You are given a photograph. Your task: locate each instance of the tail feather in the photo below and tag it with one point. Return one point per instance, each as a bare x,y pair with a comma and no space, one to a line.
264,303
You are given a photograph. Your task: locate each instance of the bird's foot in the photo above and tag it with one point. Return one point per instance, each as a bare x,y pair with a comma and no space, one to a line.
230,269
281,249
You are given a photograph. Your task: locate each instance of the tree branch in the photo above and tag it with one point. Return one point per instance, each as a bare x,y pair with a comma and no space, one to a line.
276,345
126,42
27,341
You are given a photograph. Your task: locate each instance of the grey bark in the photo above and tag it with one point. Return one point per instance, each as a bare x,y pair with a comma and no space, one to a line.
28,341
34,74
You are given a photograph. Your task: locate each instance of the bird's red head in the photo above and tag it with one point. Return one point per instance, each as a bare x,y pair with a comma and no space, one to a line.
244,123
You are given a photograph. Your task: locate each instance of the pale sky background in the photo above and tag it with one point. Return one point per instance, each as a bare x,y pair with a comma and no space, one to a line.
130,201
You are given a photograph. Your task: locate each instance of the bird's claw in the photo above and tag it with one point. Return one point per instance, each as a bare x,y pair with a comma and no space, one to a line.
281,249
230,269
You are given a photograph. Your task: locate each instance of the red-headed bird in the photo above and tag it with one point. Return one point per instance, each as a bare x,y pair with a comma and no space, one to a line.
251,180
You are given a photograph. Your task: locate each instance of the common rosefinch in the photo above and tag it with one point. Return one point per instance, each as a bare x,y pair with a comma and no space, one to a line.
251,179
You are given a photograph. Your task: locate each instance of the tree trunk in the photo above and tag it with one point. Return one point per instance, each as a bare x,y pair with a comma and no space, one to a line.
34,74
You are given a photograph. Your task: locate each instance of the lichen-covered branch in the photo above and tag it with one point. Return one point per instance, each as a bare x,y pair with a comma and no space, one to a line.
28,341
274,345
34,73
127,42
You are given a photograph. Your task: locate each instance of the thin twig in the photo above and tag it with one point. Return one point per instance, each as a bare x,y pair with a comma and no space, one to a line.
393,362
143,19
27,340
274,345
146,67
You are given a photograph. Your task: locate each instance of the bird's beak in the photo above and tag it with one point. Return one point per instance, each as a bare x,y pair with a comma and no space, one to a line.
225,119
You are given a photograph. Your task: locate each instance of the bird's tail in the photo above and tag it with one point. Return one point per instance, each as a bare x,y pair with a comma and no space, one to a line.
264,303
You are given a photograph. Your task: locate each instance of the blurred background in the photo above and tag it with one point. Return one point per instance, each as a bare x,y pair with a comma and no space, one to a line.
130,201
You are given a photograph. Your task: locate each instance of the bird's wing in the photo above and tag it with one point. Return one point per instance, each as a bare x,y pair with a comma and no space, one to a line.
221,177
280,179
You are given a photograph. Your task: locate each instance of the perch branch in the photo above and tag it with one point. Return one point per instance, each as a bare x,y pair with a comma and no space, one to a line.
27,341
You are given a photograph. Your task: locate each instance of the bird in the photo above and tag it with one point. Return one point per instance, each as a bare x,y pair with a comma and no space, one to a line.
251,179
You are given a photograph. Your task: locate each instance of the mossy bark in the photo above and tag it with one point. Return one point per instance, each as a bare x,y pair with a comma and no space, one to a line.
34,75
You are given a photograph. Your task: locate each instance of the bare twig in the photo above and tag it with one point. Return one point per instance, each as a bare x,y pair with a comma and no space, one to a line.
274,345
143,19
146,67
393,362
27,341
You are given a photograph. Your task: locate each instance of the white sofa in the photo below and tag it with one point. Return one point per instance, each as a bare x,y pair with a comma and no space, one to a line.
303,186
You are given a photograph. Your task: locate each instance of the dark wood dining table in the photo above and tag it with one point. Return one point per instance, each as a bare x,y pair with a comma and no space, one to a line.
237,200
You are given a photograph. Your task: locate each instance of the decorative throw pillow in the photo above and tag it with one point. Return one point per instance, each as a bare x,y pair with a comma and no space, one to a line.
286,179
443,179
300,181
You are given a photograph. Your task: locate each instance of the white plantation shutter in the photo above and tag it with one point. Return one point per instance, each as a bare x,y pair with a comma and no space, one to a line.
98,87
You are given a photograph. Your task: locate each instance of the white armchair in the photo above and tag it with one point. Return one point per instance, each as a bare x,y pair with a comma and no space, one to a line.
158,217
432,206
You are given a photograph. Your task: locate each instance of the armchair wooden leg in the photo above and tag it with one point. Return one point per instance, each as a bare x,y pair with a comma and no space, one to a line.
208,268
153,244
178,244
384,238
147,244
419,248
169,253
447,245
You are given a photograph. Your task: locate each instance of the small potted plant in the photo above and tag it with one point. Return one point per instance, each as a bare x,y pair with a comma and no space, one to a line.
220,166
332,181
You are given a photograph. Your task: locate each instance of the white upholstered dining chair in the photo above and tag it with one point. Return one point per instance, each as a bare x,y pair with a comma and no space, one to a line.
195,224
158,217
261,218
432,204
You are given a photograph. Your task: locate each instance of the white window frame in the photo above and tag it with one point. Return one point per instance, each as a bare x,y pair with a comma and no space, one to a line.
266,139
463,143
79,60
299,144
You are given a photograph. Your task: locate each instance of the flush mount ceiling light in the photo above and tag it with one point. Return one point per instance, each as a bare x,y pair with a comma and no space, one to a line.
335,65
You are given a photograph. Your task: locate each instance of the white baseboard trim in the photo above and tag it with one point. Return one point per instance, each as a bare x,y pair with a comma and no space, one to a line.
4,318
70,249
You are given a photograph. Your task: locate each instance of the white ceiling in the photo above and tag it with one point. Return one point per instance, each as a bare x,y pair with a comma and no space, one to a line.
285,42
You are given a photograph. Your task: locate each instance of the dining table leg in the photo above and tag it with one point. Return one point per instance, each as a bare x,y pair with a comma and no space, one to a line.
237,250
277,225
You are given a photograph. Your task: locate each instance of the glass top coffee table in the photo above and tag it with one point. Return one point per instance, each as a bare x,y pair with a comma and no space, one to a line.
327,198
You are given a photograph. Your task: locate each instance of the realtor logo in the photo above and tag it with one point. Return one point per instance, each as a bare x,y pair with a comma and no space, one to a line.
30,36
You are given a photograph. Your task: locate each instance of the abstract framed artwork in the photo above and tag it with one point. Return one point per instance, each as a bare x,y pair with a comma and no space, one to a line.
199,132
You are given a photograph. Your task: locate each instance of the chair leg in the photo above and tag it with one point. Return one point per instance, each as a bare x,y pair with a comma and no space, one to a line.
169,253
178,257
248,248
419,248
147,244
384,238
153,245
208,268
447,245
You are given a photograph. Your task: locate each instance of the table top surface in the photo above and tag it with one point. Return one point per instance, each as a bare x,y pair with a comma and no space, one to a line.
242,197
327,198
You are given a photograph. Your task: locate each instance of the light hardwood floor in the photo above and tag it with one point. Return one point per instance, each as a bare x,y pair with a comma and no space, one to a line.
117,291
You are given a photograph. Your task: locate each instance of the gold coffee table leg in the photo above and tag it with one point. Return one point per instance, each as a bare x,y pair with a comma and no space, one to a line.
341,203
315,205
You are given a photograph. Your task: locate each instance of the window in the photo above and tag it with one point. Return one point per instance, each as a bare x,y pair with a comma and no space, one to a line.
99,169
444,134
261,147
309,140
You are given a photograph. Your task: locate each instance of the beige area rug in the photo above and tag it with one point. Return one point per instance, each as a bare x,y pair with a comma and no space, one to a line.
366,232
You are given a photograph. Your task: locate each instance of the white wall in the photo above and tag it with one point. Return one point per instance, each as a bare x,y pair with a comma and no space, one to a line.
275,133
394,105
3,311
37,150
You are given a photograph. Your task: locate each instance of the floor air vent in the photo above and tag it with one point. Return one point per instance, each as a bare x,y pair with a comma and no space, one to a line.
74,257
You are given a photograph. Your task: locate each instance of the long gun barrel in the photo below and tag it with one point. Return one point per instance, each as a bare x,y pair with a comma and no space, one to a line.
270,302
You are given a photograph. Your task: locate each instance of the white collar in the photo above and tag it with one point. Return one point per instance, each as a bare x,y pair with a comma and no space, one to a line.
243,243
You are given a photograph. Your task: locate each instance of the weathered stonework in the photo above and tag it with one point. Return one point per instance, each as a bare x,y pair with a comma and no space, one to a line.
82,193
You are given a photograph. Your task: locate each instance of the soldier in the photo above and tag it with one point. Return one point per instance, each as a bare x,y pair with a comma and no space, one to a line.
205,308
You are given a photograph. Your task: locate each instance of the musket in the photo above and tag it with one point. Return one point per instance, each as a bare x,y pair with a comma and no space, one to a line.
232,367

────

• Exercise details: Can you repeat word for word every line, beginning at the one that contains "the white collar" and stopping after the last of the items?

• Response to the exercise:
You are given a photograph. Your task: locate each instance of the white collar in the photo above and tag it with one point. Return one point per instance, each as a bare x,y pair with a comma and no space, one to a line.
243,243
You are given a photograph. Your task: locate each instance of the weathered stonework in the photo above and tag it with one point. Return one point per instance, each as a bare x,y pair with a comma and no space, one to a line.
82,193
You are given a photograph. Your task: locate each instance of the soldier in the photo above and tag it with one point. Return one point per instance, each as a bare x,y pair with a comma and no space, one to a line.
205,308
You are given a photograph. Your task: locate each instance of the musket in the photo above and tag it with one point. Return one point per instance, each as a bare x,y pair with a comma and no space, one to a line.
232,367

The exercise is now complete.